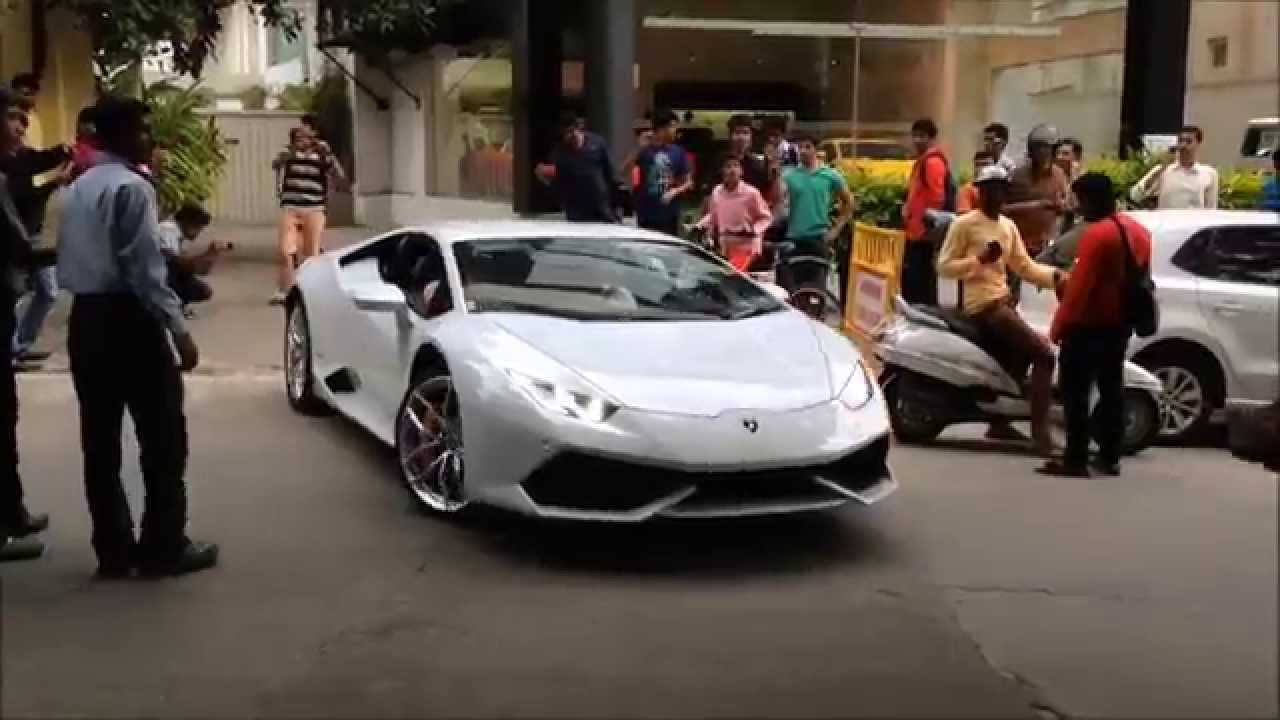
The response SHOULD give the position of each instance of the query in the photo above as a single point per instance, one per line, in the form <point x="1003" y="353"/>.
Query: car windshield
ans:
<point x="597" y="278"/>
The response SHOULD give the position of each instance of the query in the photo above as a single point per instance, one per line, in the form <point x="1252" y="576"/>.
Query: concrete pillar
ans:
<point x="538" y="53"/>
<point x="443" y="140"/>
<point x="1155" y="89"/>
<point x="611" y="55"/>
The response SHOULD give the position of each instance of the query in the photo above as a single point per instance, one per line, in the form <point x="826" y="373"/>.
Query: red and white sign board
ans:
<point x="869" y="301"/>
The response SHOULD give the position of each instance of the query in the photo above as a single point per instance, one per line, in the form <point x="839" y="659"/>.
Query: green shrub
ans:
<point x="195" y="155"/>
<point x="880" y="200"/>
<point x="1239" y="190"/>
<point x="1124" y="173"/>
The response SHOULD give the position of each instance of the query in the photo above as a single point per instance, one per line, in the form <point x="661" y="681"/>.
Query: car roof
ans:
<point x="1196" y="219"/>
<point x="1170" y="228"/>
<point x="461" y="231"/>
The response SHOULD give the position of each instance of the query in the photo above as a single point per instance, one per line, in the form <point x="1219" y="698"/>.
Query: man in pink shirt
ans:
<point x="737" y="217"/>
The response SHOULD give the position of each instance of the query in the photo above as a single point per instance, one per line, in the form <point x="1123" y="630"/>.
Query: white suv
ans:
<point x="1217" y="279"/>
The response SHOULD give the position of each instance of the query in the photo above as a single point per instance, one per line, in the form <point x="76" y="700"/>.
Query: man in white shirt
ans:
<point x="1180" y="182"/>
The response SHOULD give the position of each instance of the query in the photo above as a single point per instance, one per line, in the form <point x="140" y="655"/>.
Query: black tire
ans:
<point x="1174" y="368"/>
<point x="300" y="391"/>
<point x="447" y="495"/>
<point x="913" y="424"/>
<point x="1142" y="422"/>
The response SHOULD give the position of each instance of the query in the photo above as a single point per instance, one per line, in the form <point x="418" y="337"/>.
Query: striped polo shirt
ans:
<point x="306" y="180"/>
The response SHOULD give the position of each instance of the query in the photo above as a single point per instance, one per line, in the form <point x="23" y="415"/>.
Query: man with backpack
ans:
<point x="1105" y="300"/>
<point x="929" y="187"/>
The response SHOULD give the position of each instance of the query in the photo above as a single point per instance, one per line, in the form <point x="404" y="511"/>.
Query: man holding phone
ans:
<point x="979" y="250"/>
<point x="1180" y="182"/>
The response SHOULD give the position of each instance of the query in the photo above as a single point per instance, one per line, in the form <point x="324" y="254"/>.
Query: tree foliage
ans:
<point x="127" y="32"/>
<point x="195" y="155"/>
<point x="376" y="28"/>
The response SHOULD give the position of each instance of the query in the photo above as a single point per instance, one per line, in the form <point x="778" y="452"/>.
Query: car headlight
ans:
<point x="572" y="402"/>
<point x="859" y="388"/>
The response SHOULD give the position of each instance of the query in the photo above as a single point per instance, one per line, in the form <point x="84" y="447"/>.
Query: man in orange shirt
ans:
<point x="1092" y="326"/>
<point x="929" y="187"/>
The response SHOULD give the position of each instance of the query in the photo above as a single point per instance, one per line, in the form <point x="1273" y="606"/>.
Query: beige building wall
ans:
<point x="1077" y="81"/>
<point x="1223" y="100"/>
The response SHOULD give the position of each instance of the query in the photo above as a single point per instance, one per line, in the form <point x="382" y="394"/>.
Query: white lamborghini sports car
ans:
<point x="584" y="372"/>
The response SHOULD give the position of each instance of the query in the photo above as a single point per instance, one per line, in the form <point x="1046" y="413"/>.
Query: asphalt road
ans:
<point x="981" y="589"/>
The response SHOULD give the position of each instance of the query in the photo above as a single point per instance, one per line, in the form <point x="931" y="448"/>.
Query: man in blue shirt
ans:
<point x="123" y="318"/>
<point x="16" y="522"/>
<point x="663" y="177"/>
<point x="1271" y="187"/>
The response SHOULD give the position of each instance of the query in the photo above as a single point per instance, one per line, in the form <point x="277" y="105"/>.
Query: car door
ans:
<point x="388" y="315"/>
<point x="1238" y="288"/>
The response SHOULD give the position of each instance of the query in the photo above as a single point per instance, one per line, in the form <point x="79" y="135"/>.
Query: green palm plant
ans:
<point x="193" y="153"/>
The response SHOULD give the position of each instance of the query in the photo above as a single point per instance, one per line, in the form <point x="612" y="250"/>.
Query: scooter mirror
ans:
<point x="777" y="291"/>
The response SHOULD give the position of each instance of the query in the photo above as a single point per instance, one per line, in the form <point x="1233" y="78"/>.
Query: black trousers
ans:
<point x="10" y="482"/>
<point x="122" y="360"/>
<point x="919" y="274"/>
<point x="1093" y="356"/>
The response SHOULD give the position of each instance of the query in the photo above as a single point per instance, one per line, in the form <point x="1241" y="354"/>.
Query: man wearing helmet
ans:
<point x="1037" y="191"/>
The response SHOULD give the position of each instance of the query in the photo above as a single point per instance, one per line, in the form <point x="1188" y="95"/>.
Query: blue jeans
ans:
<point x="31" y="319"/>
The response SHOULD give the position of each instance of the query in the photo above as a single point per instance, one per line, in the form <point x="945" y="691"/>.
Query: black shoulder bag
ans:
<point x="1139" y="295"/>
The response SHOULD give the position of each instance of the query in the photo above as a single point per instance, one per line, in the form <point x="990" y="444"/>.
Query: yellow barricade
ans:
<point x="874" y="278"/>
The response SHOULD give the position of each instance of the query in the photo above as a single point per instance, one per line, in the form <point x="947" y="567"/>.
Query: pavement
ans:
<point x="981" y="589"/>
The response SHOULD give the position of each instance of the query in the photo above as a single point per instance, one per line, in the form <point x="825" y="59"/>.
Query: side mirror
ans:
<point x="391" y="270"/>
<point x="777" y="291"/>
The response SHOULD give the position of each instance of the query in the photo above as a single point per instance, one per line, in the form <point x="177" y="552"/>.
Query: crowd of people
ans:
<point x="771" y="191"/>
<point x="1034" y="217"/>
<point x="83" y="218"/>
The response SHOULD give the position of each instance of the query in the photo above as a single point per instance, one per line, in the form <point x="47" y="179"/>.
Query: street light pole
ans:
<point x="858" y="81"/>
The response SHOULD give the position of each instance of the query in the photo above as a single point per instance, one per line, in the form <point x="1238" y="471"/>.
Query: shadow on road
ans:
<point x="711" y="550"/>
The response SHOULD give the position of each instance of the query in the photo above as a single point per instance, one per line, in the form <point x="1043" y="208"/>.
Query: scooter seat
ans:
<point x="955" y="322"/>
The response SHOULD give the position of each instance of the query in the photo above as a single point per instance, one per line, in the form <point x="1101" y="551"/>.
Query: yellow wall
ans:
<point x="67" y="83"/>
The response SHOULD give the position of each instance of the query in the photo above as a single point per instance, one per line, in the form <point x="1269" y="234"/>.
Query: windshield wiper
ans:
<point x="753" y="311"/>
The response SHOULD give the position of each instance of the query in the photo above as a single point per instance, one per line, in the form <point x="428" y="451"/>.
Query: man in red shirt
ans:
<point x="926" y="190"/>
<point x="1092" y="326"/>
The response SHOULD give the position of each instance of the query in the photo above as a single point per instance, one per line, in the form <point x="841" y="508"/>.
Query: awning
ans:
<point x="865" y="31"/>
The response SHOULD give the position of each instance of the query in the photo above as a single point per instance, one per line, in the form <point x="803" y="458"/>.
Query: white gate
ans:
<point x="254" y="139"/>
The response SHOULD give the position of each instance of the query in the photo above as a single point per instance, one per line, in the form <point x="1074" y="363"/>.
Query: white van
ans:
<point x="1261" y="139"/>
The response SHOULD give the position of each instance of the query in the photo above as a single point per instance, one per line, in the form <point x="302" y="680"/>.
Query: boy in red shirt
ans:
<point x="926" y="190"/>
<point x="1092" y="326"/>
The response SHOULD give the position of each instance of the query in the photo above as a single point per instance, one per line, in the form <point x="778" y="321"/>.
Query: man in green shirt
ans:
<point x="808" y="192"/>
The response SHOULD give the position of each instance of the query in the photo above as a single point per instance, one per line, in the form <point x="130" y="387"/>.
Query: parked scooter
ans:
<point x="937" y="372"/>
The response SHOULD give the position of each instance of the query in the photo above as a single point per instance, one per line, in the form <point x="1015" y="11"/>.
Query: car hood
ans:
<point x="694" y="368"/>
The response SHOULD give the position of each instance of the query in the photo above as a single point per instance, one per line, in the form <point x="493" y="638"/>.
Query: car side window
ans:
<point x="428" y="291"/>
<point x="1238" y="254"/>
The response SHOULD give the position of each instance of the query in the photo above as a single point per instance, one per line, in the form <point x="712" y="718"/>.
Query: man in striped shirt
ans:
<point x="304" y="172"/>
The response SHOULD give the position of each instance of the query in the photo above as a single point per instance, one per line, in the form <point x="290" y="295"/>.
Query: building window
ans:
<point x="280" y="49"/>
<point x="1217" y="51"/>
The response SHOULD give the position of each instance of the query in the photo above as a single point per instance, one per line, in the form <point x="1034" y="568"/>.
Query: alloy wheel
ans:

■ ■ ■ ■ ■ ■ ■

• [Written exercise]: Show each line of the listing above that contains the word "windshield", reproducing every such line in full.

• [Complete output]:
Query: car windshield
Query: windshield wiper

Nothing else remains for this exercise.